**EXERCISE REQUIREMENTS**: Copy the following lines verbatim.

**DATA FOR THIS TASK**:
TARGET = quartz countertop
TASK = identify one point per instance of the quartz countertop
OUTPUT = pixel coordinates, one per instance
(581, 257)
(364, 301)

**RESULT OF THIS TASK**:
TARGET = quartz countertop
TASK = identify one point per instance of the quartz countertop
OUTPUT = pixel coordinates, one per instance
(581, 257)
(364, 301)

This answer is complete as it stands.